Copy out every item below word for word.

• **Supplied information**:
##############################

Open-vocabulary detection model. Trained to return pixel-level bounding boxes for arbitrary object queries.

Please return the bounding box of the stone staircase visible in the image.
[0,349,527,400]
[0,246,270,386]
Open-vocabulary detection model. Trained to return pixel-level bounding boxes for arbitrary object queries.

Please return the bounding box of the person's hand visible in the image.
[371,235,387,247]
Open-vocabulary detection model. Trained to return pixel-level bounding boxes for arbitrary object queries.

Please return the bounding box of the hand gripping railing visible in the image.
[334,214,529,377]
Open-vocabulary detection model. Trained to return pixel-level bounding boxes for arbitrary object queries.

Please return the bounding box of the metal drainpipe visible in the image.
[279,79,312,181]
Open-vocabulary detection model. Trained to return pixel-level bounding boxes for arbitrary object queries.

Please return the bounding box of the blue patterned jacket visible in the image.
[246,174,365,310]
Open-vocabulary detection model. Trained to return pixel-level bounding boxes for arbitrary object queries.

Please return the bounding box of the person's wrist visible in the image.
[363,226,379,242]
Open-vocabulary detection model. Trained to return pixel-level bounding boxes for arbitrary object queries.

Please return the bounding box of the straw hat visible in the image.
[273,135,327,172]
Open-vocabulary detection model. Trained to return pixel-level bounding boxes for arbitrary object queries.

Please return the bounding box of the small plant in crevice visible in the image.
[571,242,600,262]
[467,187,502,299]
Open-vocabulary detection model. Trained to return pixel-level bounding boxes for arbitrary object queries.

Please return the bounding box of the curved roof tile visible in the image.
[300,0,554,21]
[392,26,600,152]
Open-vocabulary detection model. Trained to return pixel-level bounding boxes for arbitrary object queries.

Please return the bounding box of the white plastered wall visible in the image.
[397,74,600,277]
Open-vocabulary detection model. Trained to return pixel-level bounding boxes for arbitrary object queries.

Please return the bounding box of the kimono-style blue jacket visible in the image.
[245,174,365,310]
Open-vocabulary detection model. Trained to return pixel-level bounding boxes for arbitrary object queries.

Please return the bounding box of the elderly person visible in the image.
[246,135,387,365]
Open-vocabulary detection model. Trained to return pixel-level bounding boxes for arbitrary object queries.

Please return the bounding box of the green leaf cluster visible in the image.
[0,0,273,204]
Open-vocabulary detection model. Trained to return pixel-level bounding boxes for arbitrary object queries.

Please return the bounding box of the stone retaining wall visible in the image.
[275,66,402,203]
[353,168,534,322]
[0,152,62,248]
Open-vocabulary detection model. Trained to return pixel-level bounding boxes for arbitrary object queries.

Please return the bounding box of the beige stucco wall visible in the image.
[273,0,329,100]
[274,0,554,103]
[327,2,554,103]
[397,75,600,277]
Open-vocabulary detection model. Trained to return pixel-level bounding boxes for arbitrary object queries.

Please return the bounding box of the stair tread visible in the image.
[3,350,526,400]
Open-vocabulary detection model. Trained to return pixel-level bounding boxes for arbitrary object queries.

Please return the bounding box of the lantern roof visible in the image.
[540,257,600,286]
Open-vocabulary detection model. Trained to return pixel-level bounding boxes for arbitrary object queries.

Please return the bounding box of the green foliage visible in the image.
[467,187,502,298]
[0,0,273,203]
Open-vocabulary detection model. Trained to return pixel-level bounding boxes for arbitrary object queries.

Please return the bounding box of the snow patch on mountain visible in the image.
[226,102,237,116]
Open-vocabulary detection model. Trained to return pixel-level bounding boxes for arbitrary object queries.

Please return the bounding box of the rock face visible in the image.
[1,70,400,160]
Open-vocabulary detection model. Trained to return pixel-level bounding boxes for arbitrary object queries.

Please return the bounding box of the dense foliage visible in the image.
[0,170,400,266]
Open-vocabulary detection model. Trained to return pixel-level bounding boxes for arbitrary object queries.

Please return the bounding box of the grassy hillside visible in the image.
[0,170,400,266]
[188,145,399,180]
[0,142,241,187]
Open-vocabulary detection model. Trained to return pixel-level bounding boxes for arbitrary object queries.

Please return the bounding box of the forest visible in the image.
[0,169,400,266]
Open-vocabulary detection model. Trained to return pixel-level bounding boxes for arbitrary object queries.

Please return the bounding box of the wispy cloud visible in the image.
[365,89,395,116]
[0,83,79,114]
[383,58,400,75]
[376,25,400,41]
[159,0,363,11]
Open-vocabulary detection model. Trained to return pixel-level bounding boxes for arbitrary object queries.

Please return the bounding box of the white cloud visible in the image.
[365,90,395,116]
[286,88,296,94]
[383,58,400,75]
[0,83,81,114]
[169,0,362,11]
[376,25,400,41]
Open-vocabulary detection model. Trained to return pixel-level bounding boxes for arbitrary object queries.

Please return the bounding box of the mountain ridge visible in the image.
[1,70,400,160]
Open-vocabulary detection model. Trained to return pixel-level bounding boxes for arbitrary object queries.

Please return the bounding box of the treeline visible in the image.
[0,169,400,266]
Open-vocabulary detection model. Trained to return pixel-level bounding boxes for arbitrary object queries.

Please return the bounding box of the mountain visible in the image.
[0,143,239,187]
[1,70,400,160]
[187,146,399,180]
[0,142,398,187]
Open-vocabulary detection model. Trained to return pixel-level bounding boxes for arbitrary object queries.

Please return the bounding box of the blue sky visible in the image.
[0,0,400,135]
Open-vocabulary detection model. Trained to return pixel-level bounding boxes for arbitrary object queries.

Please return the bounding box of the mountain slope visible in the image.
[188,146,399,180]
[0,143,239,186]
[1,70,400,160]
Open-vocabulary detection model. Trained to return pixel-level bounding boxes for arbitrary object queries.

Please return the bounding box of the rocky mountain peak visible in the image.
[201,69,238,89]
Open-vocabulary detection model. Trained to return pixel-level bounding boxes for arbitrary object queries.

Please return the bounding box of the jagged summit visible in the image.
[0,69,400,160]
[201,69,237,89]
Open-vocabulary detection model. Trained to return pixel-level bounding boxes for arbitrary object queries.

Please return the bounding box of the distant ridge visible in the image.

##############################

• **Task result**:
Open-vocabulary detection model. Trained to return pixel-level bounding boxes for arbitrary object queries.

Please return the bounding box of the stone staircase visible in the image.
[0,349,527,400]
[0,246,270,386]
Open-vocabulary detection model. Trained to return pixel-level bounding boxes for arbitrary object queries.

Please return the bounding box of the person's hand visible in the image.
[371,235,387,247]
Open-vocabulary detection model. Trained to return pixel-level bounding boxes for arbitrary object queries.

Please return the bounding box of the hand gripping railing visible in the image.
[334,214,529,377]
Open-vocabulary detection model. Trained to return pixel-level bounding boxes for arbitrary object queries.

Please return the bounding box of the metal drainpipe visible in the image.
[279,79,312,181]
Open-vocabulary detection model. Trained to return pixel-level bounding boxes for arbitrary object queries.

Please return the bounding box of the blue patterned jacket visible in the image.
[246,174,365,310]
Open-vocabulary detection model. Trained to return pixel-level bounding boxes for arbitrary object queries.

Please return the bounding box of the person's wrist visible in the image.
[363,226,379,242]
Open-vocabulary detection model. Trained to return pixel-level bounding boxes for arbitrary object queries.

Please return the bounding box of the straw hat visible in the image.
[273,135,327,172]
Open-vocabulary detection model. Trained to return pixel-level bounding boxes for arbitrary object queries.

Please return the bounding box of the small plant in crevice visible in the image.
[571,242,600,262]
[467,187,502,299]
Open-vocabulary detection model. Trained to return pixel-level bounding boxes for arbitrary object queries.

Please return the bounding box of the curved roof tile visible in the image.
[300,0,554,21]
[392,26,600,152]
Open-vocabulary detection model. Trained to return pixel-level bounding boxes for arbitrary object queries.

Please return the bounding box of the white plastered wall visible in the image.
[397,74,600,277]
Open-vocabulary detection model. Trained to return pixel-level bounding boxes for arbitrary object queries.

Please return the bounding box of the kimono-style blue jacket visible in the image.
[245,174,365,310]
Open-vocabulary detection model. Trained to return pixel-level bounding boxes for arbitrary object queries.

Please return the bounding box of the elderly person visible in the image.
[246,135,387,365]
Open-vocabulary detection model. Trained to return pixel-level bounding boxes for arbitrary object queries.

Please return the bounding box of the green leaf cluster visible in the image.
[0,0,273,204]
Open-vocabulary detection model. Trained to return pixel-level bounding boxes for arbitrary object queries.

Please return the bounding box of the stone retaining wall visible in the image.
[275,66,402,203]
[353,168,534,322]
[0,152,62,248]
Open-vocabulary detection model. Trained to return pixel-level bounding boxes for arbitrary object queries.

Please return the bounding box of the beige stucco wall visible in the image.
[273,0,329,100]
[274,0,554,103]
[327,2,554,103]
[397,75,600,277]
Open-vocabulary detection model. Trained to return pixel-level bounding boxes for arbitrary object queries.

Please return the bounding box of the stair tread visible in the image.
[3,350,526,400]
Open-vocabulary detection model. Trained to return pixel-level bounding boxes for arbitrary object queries.

Please return the bounding box of the lantern roof visible in the image.
[540,257,600,286]
Open-vocabulary detection model. Trained to return pixel-level bounding boxes for arbitrary object queries.

Please return the bounding box of the green foliage visible in the image.
[467,187,502,298]
[0,0,273,203]
Open-vocabulary detection model. Trained to return pixel-level bounding boxes for arbitrary object queries.

Please return the bounding box of the snow patch on mountain visible in the image.
[226,102,237,116]
Open-vocabulary detection model. Trained to return pixel-level bounding boxes for arbitrary object queries.

Please return the bounding box of the rock face visible in the image.
[1,70,400,160]
Open-vocabulary detection model. Trained to return pixel-level bounding boxes for arbitrary object queries.

Please return the bounding box of the dense foliage visible in the image.
[0,170,400,266]
Open-vocabulary detection model. Trained to return pixel-level bounding boxes for arbitrary object queries.

Please return the bounding box of the grassy hillside visible in the image.
[0,170,400,266]
[188,145,399,180]
[0,142,241,187]
Open-vocabulary detection model. Trained to return pixel-level bounding boxes for arbitrary object queries.

Please return the bounding box of the forest visible in the image.
[0,169,400,266]
Open-vocabulary detection model. Trained to return pixel-level bounding boxes for arbitrary object queries.

Please return the bounding box of the wispy cloud visible in the image.
[365,89,395,116]
[0,83,79,114]
[383,58,400,75]
[376,25,400,41]
[159,0,363,11]
Open-vocabulary detection model. Trained to return pixel-level bounding boxes for arbitrary object queries.

Please return the bounding box of the white cloud visible in the image.
[365,90,395,116]
[286,88,296,94]
[383,58,400,75]
[0,83,81,114]
[169,0,362,11]
[376,25,400,41]
Open-vocabulary detection model. Trained to return pixel-level bounding boxes for arbitrary object queries.

Please return the bounding box of the mountain ridge visible in the image.
[1,70,400,160]
Open-vocabulary detection model. Trained to return pixel-level bounding boxes for arbitrary object queries.

Please return the bounding box of the treeline visible in the image.
[0,169,400,266]
Open-vocabulary detection model. Trained to return pixel-level bounding boxes for arbitrary object queries.

Please return the bounding box of the mountain visible in the image.
[0,143,239,187]
[1,70,400,160]
[187,146,399,180]
[0,142,398,187]
Open-vocabulary detection model. Trained to return pixel-level bounding boxes for arbitrary object queries.

Please return the bounding box of the blue sky visible in the image.
[0,0,400,135]
Open-vocabulary detection model. Trained to return pixel-level bounding boxes for arbitrary object queries.

Please return the bounding box of the mountain slope visible in the image.
[188,146,399,180]
[0,143,239,186]
[1,70,400,160]
Open-vocabulary detection model. Trained to return pixel-level bounding boxes for arbitrary object queries.

Please return the bounding box of the rocky mountain peak visible in the image.
[201,69,238,89]
Open-vocabulary detection model. Trained to return pixel-level bounding boxes for arbitrary object queries.

Please return the bounding box of the jagged summit visible in the image.
[0,69,400,160]
[201,69,237,89]
Open-vocabulary detection model. Trained to return pixel-level bounding boxes for arbitrary object queries.

Please return the bounding box of the distant ridge visible in the image.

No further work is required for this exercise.